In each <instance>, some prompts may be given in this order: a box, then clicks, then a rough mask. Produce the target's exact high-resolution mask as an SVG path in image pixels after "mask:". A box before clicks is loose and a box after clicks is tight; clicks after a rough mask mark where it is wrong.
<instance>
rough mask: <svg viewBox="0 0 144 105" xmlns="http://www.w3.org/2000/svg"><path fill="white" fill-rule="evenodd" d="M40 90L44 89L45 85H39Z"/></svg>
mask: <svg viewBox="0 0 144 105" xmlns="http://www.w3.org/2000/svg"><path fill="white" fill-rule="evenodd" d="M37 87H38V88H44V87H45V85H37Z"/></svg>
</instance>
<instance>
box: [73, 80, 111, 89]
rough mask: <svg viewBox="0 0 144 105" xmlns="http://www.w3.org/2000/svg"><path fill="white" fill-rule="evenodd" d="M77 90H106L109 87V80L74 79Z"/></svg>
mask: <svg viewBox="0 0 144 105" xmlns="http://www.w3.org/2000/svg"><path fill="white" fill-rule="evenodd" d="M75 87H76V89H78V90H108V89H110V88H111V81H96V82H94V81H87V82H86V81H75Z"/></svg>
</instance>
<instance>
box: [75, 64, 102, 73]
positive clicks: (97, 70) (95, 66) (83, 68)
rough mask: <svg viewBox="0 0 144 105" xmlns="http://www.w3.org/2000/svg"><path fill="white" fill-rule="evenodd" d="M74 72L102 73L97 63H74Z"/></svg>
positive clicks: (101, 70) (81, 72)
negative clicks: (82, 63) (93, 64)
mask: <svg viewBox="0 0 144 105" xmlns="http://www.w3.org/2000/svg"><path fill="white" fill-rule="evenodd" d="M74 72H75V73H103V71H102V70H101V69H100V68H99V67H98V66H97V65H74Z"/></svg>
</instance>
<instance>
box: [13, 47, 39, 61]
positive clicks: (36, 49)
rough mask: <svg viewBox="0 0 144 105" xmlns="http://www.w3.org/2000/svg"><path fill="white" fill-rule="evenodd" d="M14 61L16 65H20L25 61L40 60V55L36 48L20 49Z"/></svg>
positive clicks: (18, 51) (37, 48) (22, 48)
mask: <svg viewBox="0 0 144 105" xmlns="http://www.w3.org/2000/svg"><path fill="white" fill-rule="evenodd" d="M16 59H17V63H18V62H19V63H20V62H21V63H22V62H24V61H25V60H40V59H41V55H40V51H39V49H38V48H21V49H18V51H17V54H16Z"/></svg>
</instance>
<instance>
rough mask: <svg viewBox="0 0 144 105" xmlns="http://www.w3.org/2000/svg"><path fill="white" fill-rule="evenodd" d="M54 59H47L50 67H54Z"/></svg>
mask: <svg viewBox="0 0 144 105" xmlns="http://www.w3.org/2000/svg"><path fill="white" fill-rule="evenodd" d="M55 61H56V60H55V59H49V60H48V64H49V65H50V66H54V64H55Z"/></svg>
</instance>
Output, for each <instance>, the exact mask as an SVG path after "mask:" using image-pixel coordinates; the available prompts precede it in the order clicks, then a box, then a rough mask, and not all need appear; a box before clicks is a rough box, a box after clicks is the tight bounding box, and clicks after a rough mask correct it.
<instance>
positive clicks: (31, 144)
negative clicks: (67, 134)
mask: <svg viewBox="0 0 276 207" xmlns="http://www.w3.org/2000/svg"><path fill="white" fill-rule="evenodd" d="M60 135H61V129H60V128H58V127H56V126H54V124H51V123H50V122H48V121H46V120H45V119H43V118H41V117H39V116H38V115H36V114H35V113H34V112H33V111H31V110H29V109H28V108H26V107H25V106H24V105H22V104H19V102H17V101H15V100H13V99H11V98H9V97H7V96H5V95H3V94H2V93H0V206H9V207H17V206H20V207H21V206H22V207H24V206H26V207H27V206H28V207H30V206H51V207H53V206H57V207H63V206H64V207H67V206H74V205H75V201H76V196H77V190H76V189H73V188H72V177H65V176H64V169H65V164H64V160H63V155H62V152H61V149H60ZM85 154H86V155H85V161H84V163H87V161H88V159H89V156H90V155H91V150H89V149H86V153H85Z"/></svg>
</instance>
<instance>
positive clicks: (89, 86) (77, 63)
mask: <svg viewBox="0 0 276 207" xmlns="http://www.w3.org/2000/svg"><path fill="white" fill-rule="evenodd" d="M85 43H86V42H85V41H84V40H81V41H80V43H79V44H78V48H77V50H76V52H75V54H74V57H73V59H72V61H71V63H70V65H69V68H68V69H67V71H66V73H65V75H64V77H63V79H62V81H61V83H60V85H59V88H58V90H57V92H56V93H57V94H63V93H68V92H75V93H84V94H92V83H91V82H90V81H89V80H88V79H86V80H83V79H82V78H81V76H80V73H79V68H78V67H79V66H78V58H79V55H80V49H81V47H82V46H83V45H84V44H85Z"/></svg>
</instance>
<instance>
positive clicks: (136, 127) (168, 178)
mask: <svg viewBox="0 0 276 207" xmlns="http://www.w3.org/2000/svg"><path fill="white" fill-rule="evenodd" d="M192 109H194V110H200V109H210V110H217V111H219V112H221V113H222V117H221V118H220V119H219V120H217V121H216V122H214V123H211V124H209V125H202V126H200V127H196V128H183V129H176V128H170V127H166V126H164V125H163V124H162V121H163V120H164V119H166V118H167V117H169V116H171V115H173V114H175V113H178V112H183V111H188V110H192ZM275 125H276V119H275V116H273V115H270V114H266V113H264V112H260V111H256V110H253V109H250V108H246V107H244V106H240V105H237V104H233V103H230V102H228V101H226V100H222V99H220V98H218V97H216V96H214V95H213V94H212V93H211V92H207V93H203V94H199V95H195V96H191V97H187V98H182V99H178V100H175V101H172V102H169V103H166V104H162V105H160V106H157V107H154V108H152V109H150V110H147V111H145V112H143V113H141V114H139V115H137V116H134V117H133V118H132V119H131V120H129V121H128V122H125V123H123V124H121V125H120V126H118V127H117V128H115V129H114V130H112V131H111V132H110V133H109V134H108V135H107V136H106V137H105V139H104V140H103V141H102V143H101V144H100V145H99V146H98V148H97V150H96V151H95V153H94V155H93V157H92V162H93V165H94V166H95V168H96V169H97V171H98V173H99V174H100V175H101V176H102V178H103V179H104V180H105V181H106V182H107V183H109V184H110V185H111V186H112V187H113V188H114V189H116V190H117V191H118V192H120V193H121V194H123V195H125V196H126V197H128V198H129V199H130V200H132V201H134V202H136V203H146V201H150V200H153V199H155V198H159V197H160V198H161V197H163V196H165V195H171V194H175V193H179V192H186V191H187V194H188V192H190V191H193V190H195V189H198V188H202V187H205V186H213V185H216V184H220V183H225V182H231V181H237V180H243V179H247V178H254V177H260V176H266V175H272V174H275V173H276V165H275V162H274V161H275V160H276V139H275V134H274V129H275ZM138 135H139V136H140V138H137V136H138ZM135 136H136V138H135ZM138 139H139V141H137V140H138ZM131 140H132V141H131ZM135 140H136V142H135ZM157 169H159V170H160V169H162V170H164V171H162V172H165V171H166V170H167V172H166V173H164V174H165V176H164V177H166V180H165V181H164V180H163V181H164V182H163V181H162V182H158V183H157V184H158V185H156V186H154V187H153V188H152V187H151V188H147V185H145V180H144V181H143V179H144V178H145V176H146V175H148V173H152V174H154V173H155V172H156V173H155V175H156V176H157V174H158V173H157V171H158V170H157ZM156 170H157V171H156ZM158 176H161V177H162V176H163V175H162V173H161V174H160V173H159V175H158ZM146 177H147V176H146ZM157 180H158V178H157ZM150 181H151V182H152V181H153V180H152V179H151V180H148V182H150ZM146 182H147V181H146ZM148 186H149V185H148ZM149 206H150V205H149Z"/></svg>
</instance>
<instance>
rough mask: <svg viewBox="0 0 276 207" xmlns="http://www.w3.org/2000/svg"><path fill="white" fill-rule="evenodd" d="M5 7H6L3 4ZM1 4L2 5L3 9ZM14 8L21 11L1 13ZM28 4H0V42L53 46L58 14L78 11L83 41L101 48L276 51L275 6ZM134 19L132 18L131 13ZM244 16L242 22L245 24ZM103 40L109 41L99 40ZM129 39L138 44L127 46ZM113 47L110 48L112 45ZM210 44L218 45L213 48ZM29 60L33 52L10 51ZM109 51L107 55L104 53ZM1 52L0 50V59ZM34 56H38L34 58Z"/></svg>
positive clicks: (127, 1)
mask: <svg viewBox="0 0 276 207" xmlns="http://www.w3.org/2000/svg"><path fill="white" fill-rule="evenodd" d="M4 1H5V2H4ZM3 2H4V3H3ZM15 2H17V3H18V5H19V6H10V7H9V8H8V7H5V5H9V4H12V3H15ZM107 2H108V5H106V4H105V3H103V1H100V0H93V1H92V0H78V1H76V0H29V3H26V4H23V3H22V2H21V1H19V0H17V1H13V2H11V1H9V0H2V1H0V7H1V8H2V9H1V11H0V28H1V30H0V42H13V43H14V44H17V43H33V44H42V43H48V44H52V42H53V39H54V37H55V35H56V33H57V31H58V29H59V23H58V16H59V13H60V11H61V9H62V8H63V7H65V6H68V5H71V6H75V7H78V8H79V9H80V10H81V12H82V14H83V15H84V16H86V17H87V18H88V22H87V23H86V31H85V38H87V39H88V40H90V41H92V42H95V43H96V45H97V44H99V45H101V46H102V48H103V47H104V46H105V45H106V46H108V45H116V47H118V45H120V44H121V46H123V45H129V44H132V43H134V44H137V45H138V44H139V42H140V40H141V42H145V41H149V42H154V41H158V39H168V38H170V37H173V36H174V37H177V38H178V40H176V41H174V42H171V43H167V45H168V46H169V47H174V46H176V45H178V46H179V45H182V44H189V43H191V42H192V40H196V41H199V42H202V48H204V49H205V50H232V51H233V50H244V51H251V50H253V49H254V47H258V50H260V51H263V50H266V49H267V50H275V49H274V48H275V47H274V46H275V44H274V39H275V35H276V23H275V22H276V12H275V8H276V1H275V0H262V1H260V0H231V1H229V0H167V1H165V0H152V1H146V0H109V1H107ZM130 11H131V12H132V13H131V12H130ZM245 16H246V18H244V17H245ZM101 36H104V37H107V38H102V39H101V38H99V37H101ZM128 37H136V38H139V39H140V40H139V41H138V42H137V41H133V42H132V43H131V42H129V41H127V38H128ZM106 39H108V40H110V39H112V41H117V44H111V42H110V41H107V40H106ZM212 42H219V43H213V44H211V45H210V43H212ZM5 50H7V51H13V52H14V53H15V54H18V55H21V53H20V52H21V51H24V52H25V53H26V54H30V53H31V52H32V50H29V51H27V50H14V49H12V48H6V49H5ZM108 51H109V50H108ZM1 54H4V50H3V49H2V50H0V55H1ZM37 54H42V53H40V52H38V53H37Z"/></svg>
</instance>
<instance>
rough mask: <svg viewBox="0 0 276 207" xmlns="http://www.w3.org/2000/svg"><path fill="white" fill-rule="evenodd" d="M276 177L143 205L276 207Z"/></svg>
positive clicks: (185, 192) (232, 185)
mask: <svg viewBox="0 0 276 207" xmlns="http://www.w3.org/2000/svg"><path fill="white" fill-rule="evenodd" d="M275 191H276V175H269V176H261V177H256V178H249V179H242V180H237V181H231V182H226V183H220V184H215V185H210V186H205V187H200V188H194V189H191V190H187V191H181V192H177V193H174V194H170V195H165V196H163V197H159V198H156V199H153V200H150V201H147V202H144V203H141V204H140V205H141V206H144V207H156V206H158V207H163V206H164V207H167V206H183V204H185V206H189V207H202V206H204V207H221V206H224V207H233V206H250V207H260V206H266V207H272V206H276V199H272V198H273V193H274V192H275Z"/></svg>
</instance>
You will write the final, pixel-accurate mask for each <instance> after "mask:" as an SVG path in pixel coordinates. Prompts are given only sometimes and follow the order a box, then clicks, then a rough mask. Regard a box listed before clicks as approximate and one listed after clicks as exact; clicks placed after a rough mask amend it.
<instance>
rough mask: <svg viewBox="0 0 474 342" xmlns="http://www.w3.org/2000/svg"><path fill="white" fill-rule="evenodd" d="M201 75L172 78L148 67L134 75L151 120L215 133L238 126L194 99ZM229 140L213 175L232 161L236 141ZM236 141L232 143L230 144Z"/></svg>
------
Copy out all the lines of the records that include "coordinates".

**Response**
Output, for each <instance>, the exact mask as an SVG path after "mask:" using image-pixel coordinates; the available prompts precede it in the order clicks, then a box, then a rough mask, and not all need appear; a box before clicks is a rough box, a box after clicks is the tight bounding box, and clicks after a rough mask correct it.
You will write the final, pixel-accurate mask for each <instance> after "mask:" as an SVG path in pixel coordinates. Prompts are given only sometimes and follow the order a box, then clicks, then a rough mask. Regard a box listed before clicks as approximate and one listed after clicks as exact; clicks placed after a rough mask amend it.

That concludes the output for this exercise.